* Start RAW RECORDS *

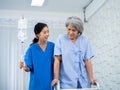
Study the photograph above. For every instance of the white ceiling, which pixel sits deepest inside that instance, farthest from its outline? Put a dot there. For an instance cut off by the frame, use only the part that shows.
(49, 5)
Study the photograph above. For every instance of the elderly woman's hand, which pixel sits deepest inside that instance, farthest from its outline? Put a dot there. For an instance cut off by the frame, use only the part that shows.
(54, 82)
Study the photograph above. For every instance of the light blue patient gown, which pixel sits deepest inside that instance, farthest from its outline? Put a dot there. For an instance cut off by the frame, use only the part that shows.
(41, 66)
(72, 66)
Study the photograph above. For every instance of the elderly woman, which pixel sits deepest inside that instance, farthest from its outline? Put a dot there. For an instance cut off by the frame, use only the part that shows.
(73, 53)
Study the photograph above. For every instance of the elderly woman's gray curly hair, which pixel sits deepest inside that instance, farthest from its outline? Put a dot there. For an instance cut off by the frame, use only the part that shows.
(75, 22)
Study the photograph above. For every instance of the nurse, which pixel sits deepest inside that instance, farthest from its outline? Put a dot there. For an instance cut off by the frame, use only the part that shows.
(39, 59)
(73, 53)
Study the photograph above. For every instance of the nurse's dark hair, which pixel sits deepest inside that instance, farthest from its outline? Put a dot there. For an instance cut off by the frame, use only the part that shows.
(37, 29)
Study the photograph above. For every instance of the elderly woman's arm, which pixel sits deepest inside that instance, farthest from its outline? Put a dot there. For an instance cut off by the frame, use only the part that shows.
(57, 60)
(88, 64)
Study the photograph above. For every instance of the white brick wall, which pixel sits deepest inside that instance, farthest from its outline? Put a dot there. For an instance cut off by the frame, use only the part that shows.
(103, 30)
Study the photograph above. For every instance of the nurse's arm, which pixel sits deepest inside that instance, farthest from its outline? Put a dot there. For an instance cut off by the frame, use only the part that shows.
(56, 69)
(88, 64)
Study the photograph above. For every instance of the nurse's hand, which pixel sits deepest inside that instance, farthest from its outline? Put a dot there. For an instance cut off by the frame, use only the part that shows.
(22, 65)
(54, 82)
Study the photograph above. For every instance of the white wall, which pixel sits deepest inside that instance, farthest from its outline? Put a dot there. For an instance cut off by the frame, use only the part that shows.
(102, 30)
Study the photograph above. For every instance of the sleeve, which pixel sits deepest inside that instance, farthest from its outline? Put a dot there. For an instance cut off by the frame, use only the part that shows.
(89, 51)
(57, 49)
(28, 59)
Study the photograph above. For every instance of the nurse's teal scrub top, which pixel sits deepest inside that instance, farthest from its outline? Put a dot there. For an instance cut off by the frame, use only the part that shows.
(41, 66)
(72, 66)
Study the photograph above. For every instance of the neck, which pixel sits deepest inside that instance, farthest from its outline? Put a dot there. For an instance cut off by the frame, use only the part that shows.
(41, 42)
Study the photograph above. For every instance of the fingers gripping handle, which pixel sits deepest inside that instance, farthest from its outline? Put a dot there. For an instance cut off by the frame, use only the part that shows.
(57, 86)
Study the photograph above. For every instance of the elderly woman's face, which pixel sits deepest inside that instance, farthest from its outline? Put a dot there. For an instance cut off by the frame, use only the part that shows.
(72, 32)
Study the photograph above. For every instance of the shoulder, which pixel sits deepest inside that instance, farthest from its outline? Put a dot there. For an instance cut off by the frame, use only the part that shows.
(50, 43)
(62, 36)
(83, 37)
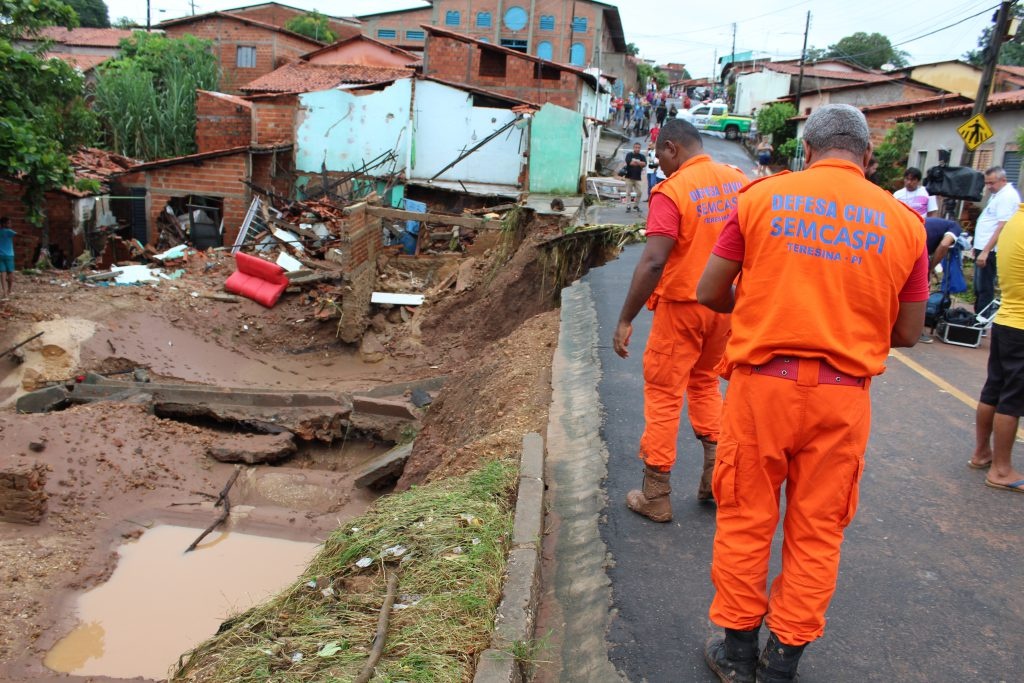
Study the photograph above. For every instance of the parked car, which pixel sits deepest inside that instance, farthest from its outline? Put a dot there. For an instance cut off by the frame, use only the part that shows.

* End RAW RECORDS *

Copy the material exactly. Do not include the pictures.

SOLUTION FOR THIS EXERCISE –
Study the photograph above. For every instance of the white ceiling, which pixel sits deepest inside that instance, farthest from its outline? Put a dot there. For an instance cut off by the frame, use only the part that shows.
(49, 5)
Study the photograph above. For every instance of the elderly woman's hand, which pixel sits deepest inside that instance, farthest from its outline? Put a dot there. For an instance cut off by the frame, use only the part that shows.
(54, 82)
Study the photograph above. For every instance of the light blue patient gown, which pixel sits deepest inside that instance, farthest from its outline? Put a dot there. For an instance cut off by the frame, use only the part that shows.
(41, 66)
(72, 66)
Study the photograph above. For every instance of the elderly woman, which pixel sits deepest inside that instance, farthest from its outline? Put a dot there. For an instance cut off by the frame, use only the part that shows.
(73, 53)
Study the photograph above. For every instance of the elderly woman's gray curly hair, which pixel sits deepest inside that instance, farthest from its outline? Put a dot there. For an instance cut off by the frame, use only the part that shows.
(75, 22)
Study the photograph above. For every instance of the nurse, which pixel sits deepest inside that instance, farthest from its outline? Put a dot there. For an instance cut off by the frame, use only the part that shows.
(39, 59)
(73, 53)
Study the photograph above. For every instance of the nurse's dark hair, which pixel sits deepest inside that instance, farthest from its outline? Put a dot there. For an instance cut off by the frame, use only the part that shows.
(37, 29)
Study the photograph above. For every instance of the elderly woman's arm, which pixel sits deepest inside that instance, farthest from its outline? Put a dot there. For an instance cut off by the frame, use only the part that shows.
(57, 60)
(88, 64)
Study the photograph above. For every instance of the white brick wall, which pixel sits deepest inside that instance, farthest from its outline? Put a dot there. For an instance cut off by the frame, use only the part that shows.
(103, 30)
Study the photograph above. For every instance of the nurse's arm, which pixel sits deepest inside that instance, farthest from its outline? Put a dot there. For an instance cut off by the frame, use only the part that shows.
(56, 69)
(88, 64)
Study the photograph above. For every instance of the nurse's hand, which pixel sits deepest inside that instance, farthest from its outline? Put a dot there. For an instance cut off by the frame, use only the part that shows.
(22, 65)
(54, 82)
Study the photograph above. For every instance of the white wall, which pixel sits deepest inside that instance, farthest from its outline? Put a dot there. For an instance cut off by the frame, use only the part that shows.
(102, 30)
Study the photograph above. For every instance of the sleeve, which pixel sits deepest inside that instance, farthest from its outline? Put a dot there. For an instance cut off by the frame, use only the part that shows.
(89, 51)
(57, 49)
(28, 59)
Study the photograph above. For every instance of the nurse's teal scrub top, which pixel sits deepest inside that instance, farthest from its outline? Put a dot there. For an instance cut off by the frame, use only the part that shows.
(41, 66)
(72, 66)
Study the photograph above. For every instance of the neck, which pixel sits deepest inside that instance, farthest from its outline? Put a dot there. For an instance cut off by the frame, use only the part that shows.
(41, 42)
Study the photograph above. For every instance of the fingers gripping handle, which pixel sits deepest inside that instance, farthest from its outline? Put a dot there. For an instance cut off by the frame, use only the part that shows.
(57, 86)
Study the photograph above. For every instance of the elderly woman's face, which pixel sits deepest inside that instance, farthest from its outline? Put a dot there. For an instance cut off by the frame, use only the part that shows.
(72, 32)
Study the photograph above. For every instance of the shoulder, which pixel sits deepest inside that instance, farthest from its outline? Put a dot there. For an instance cut off by the frame, use only the part that shows.
(50, 43)
(62, 36)
(83, 37)
Study the photograph above. For every instance of the parked car, which pixel sits deepest inside that instance, farthest from its outline? Put a dot there. For an instance cut off by the frame, use only the part that shows.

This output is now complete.